**RECORDS FOR THIS TASK:**
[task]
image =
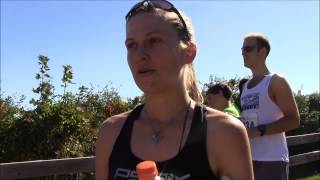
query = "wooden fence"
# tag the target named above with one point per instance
(40, 168)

**TASK INSTRUCTIONS:** Rewrite the data above, changing "wooden fence" to "picket fence" and leaving everything else unchanged. Omit the pictures from your answer.

**ANSWER BELOW:**
[task]
image =
query = "picket fence"
# tag the target named above with one point per instance
(40, 168)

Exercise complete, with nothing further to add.